(Position annotation records)
___

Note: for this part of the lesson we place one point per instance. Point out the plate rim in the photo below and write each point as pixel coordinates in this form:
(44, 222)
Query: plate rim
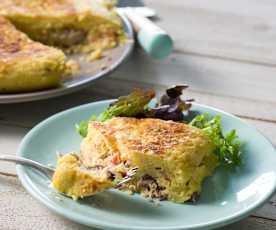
(60, 91)
(31, 188)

___

Change "plate rim" to "dish edge" throughout the lines above and give them again with nothing else altered. Omit the picture.

Note: for this part of the lesson we place one point per instance. Point out the dish edge in the photo below and write each point as pixel coordinates in this form:
(44, 222)
Query: dish edge
(60, 91)
(31, 188)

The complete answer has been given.